→ TASK GOAL
Set down the records once more, please, exactly and with the pictures left out.

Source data
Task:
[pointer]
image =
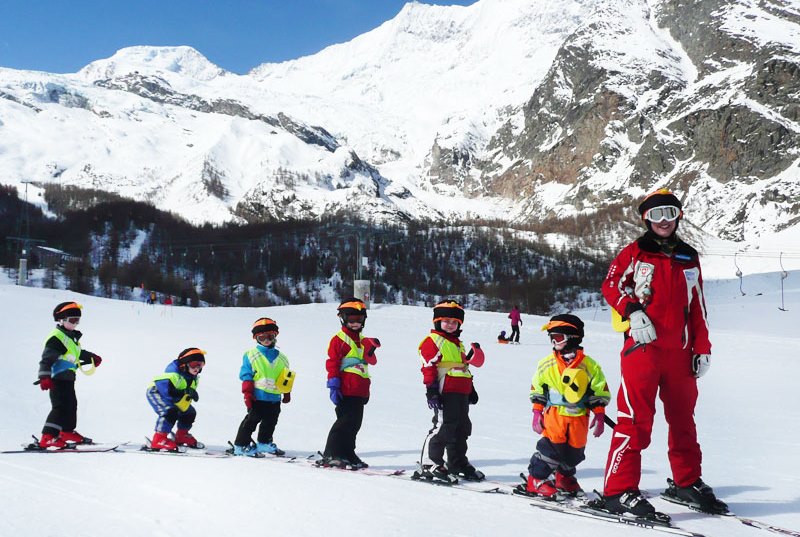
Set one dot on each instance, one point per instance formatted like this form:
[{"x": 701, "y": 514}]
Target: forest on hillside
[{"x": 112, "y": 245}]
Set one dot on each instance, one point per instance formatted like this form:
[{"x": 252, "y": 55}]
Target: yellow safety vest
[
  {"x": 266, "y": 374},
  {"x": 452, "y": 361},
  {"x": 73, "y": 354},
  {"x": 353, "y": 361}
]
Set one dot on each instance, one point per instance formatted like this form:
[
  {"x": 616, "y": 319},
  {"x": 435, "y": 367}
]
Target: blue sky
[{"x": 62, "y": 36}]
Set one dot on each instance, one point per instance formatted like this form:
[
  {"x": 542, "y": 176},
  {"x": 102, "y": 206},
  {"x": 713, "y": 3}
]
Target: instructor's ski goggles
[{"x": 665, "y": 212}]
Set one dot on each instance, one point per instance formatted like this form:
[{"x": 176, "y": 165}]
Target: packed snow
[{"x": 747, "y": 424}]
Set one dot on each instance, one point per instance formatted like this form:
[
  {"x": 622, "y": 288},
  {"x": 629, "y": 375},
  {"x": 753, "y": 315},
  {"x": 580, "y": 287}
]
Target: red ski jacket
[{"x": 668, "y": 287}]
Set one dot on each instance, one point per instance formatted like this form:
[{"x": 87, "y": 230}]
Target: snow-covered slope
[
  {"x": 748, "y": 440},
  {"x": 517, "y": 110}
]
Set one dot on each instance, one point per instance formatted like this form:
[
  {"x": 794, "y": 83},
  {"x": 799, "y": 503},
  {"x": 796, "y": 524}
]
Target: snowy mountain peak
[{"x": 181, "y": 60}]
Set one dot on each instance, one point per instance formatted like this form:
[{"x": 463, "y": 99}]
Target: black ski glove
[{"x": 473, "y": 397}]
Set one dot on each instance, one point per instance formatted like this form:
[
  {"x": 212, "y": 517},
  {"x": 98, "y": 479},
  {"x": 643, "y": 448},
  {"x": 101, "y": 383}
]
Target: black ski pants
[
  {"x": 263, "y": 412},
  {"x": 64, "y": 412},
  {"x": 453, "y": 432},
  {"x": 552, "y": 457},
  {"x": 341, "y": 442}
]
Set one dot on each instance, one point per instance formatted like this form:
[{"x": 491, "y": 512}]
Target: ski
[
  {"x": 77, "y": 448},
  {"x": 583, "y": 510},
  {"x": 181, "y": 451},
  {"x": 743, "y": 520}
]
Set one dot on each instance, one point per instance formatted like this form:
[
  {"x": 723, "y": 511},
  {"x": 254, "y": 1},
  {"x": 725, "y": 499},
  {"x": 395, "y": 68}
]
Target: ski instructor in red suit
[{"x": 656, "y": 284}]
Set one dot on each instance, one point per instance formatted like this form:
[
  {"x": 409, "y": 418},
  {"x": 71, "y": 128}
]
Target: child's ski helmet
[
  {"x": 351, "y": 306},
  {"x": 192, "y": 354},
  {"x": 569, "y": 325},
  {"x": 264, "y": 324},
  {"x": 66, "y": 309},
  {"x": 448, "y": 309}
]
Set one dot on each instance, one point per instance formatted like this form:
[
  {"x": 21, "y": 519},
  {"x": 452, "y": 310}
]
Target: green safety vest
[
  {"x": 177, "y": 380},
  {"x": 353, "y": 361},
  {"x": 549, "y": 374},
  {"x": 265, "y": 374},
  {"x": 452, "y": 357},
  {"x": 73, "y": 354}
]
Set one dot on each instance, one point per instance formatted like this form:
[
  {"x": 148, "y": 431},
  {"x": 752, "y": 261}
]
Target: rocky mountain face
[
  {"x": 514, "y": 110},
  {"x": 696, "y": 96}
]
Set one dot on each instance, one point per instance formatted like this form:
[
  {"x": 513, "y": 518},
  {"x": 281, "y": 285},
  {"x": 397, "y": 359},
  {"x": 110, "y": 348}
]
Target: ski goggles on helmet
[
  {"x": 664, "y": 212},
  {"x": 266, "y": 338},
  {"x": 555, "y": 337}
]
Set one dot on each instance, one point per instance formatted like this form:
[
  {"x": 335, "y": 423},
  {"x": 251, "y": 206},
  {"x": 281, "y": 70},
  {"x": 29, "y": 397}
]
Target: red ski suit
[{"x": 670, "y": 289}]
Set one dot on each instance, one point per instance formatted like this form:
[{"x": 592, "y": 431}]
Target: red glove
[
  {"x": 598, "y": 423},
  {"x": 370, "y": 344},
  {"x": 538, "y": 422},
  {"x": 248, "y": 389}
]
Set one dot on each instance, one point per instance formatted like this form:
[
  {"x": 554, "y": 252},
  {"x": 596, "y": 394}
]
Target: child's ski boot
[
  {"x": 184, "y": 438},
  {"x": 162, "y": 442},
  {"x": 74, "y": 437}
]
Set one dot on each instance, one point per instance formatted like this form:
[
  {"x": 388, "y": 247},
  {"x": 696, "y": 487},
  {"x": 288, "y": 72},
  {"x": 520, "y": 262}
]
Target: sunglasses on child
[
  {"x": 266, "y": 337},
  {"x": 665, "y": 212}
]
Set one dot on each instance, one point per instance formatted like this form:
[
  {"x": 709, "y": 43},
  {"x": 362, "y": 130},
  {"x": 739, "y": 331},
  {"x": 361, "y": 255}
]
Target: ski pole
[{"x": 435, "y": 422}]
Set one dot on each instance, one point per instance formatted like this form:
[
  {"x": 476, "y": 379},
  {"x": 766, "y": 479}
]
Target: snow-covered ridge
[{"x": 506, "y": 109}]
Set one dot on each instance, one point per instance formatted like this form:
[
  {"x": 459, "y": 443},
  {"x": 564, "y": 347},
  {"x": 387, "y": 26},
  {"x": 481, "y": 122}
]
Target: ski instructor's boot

→ RESPONSE BELOW
Task:
[pointer]
image =
Set one dot on each instance, one point per instance formatted like this form:
[{"x": 701, "y": 514}]
Target: forest on hillside
[{"x": 112, "y": 245}]
Set one dot on each instance, one point per instance formatted like this form:
[{"x": 252, "y": 55}]
Target: yellow safety vest
[
  {"x": 266, "y": 374},
  {"x": 452, "y": 361},
  {"x": 73, "y": 354},
  {"x": 353, "y": 361}
]
Set one dot on each instance, one point per instance formatted like this form:
[
  {"x": 616, "y": 319},
  {"x": 435, "y": 367}
]
Target: blue sky
[{"x": 62, "y": 36}]
Set one dot on each instance, one point per instance formatted like this form:
[
  {"x": 542, "y": 176},
  {"x": 102, "y": 206},
  {"x": 713, "y": 3}
]
Target: instructor's ski goggles
[{"x": 665, "y": 212}]
Set one dot on each instance, one point per instance formatted like this form:
[{"x": 176, "y": 165}]
Target: packed snow
[{"x": 747, "y": 424}]
Set one dot on each instance, one point per instance formatted like this form:
[
  {"x": 622, "y": 288},
  {"x": 629, "y": 375},
  {"x": 753, "y": 315},
  {"x": 580, "y": 287}
]
Target: red ski jacket
[{"x": 668, "y": 287}]
Set one dot on each instance, one point per instance formatted like this form:
[{"x": 87, "y": 230}]
Target: snow-covered slope
[
  {"x": 748, "y": 440},
  {"x": 517, "y": 110}
]
Set one dot on each instance, one point per instance formatted like this form:
[
  {"x": 794, "y": 83},
  {"x": 799, "y": 503},
  {"x": 796, "y": 524}
]
Target: snowy mountain peak
[{"x": 181, "y": 60}]
Set one dot on each instance, one point per instance formatted like this form:
[{"x": 463, "y": 99}]
Target: black ski glove
[{"x": 473, "y": 397}]
Set one dot on each instance, one point per instance formatted like this form:
[
  {"x": 212, "y": 517},
  {"x": 98, "y": 479},
  {"x": 643, "y": 448},
  {"x": 101, "y": 383}
]
Target: black ski pants
[
  {"x": 263, "y": 412},
  {"x": 64, "y": 412},
  {"x": 453, "y": 432},
  {"x": 552, "y": 457},
  {"x": 341, "y": 442}
]
Set one dot on each instance, one point per instance formatted like this form:
[{"x": 491, "y": 512}]
Target: ski
[
  {"x": 77, "y": 448},
  {"x": 583, "y": 510},
  {"x": 181, "y": 451},
  {"x": 743, "y": 520}
]
Set one dot on each instance, one point per instance formatted like this form:
[
  {"x": 723, "y": 511},
  {"x": 254, "y": 1},
  {"x": 725, "y": 499},
  {"x": 395, "y": 68}
]
Target: ski instructor in red suit
[{"x": 656, "y": 284}]
Set one dot on each instance, one point per instance formatted like this form:
[
  {"x": 409, "y": 418},
  {"x": 71, "y": 128}
]
Target: child's ski helmet
[
  {"x": 351, "y": 306},
  {"x": 192, "y": 354},
  {"x": 569, "y": 325},
  {"x": 264, "y": 324},
  {"x": 66, "y": 309},
  {"x": 448, "y": 309}
]
Set one dot on each instance, one point per instance formatted like this form:
[
  {"x": 21, "y": 519},
  {"x": 452, "y": 310}
]
Target: green safety vest
[
  {"x": 177, "y": 380},
  {"x": 353, "y": 361},
  {"x": 549, "y": 374},
  {"x": 265, "y": 374},
  {"x": 452, "y": 357},
  {"x": 73, "y": 354}
]
Set one dot on each instance, one point per instance formatted like this form:
[
  {"x": 148, "y": 431},
  {"x": 752, "y": 261}
]
Target: rocky mountain face
[
  {"x": 514, "y": 110},
  {"x": 696, "y": 96}
]
Set one dot on each instance, one point per instance formatted like this form:
[
  {"x": 513, "y": 518},
  {"x": 281, "y": 285},
  {"x": 397, "y": 359},
  {"x": 110, "y": 348}
]
Target: ski goggles on helmet
[
  {"x": 664, "y": 212},
  {"x": 266, "y": 338},
  {"x": 555, "y": 337}
]
Set one dot on each instance, one point per instance formatted like this form:
[
  {"x": 335, "y": 423},
  {"x": 251, "y": 206},
  {"x": 281, "y": 70},
  {"x": 29, "y": 397}
]
Target: red ski suit
[{"x": 670, "y": 289}]
Set one dot on each instance, one point per instance formatted like this form:
[{"x": 592, "y": 431}]
Target: red glove
[
  {"x": 598, "y": 423},
  {"x": 370, "y": 344},
  {"x": 538, "y": 422},
  {"x": 248, "y": 389}
]
Set one dot on each instance, one point per instance formatted like this form:
[
  {"x": 554, "y": 252},
  {"x": 596, "y": 394}
]
Target: child's ski boot
[
  {"x": 184, "y": 438},
  {"x": 162, "y": 442},
  {"x": 74, "y": 437}
]
Set one dot on each instance, one point per instance formatted like this form:
[
  {"x": 388, "y": 247},
  {"x": 696, "y": 487},
  {"x": 288, "y": 72},
  {"x": 520, "y": 262}
]
Target: sunglasses on child
[
  {"x": 266, "y": 337},
  {"x": 665, "y": 212}
]
Set one dot on each instance, one point per instance formatted like this form:
[
  {"x": 709, "y": 43},
  {"x": 362, "y": 130},
  {"x": 739, "y": 331},
  {"x": 361, "y": 255}
]
Target: ski pole
[{"x": 435, "y": 422}]
Set one dot on each instance, one point per instance formatted like this form:
[
  {"x": 476, "y": 379},
  {"x": 766, "y": 479}
]
Target: snow-covered ridge
[{"x": 506, "y": 109}]
Set one dot on each instance, one point per instance formatted like this form:
[
  {"x": 459, "y": 443},
  {"x": 564, "y": 347},
  {"x": 387, "y": 26},
  {"x": 481, "y": 122}
]
Target: ski instructor's boot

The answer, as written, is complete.